Activity:
Drop every image and restate the entries below word for word.

=== Begin Enclosure ===

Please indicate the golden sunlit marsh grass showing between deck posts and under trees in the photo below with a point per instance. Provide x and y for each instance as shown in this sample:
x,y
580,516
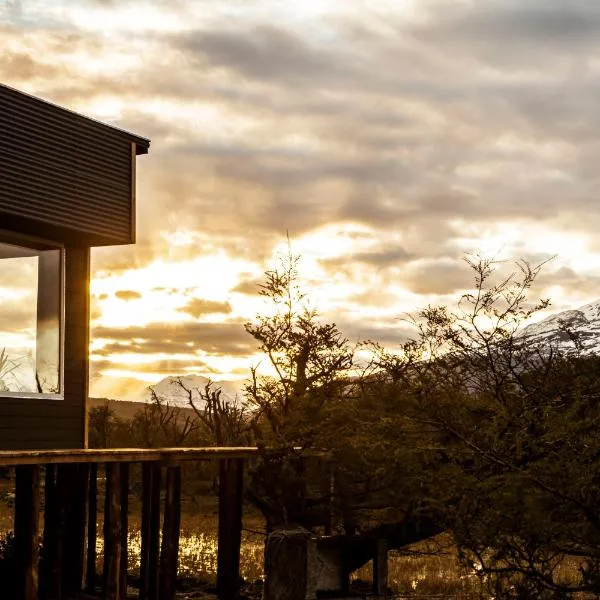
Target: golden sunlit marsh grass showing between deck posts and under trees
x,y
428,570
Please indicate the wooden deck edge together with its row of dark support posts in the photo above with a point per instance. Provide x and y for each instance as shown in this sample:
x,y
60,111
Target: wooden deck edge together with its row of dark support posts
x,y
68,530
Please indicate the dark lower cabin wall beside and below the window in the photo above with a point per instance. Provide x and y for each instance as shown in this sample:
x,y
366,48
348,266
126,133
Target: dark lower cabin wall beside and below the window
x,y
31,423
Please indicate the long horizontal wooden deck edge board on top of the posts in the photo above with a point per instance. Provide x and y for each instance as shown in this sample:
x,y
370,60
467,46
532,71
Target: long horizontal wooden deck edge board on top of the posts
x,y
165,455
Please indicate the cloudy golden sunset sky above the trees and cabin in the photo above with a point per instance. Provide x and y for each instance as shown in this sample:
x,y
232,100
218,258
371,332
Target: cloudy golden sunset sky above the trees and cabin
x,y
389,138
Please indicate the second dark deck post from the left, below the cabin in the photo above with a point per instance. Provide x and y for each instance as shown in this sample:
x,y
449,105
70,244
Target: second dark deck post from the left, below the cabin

=== End Enclosure ===

Task result:
Please indicate the golden sunlit marsh grass showing between deck posts and under trees in the photo below with a point per instance. Provide x and y for each instance as shown in this sample:
x,y
580,516
Target: golden sunlit marsh grass showing between deck posts and under trees
x,y
428,570
Please indicate the wooden deck edge together with its row of dark support posts in the photo above with a point per instance. Provide x and y for each instance as shown in this sample:
x,y
60,111
Target: wooden deck edge together with its row of dark support posts
x,y
68,530
Please indicate the dark lower cabin wall beside and below the window in the photo above with a point per instance. Provide x and y for each instance as shown in this sample:
x,y
366,48
348,266
126,133
Target: dark lower cabin wall beside and below the window
x,y
31,423
Please indicate the long horizontal wooden deck edge board on top of the posts in the photo above with a point per instance. Provide x and y for each instance as shown in this sample:
x,y
370,60
467,46
532,71
Target: long horizontal wooden deck edge board on top of the posts
x,y
165,455
Please indicate the cloudy golden sunset sky above the trees and cabin in the photo above with a point per instance. Provide x and y for each instance as shown in this sample:
x,y
232,100
218,258
371,332
Target: cloudy golden sunset sky above the trees and cabin
x,y
389,138
Please indicate the second dark deck post from the left, below the cabin in the photo above with a point per instance. Provide x and y for each instance as shown in this sample:
x,y
449,105
70,244
Target: second dark deck post from the left, below the cabin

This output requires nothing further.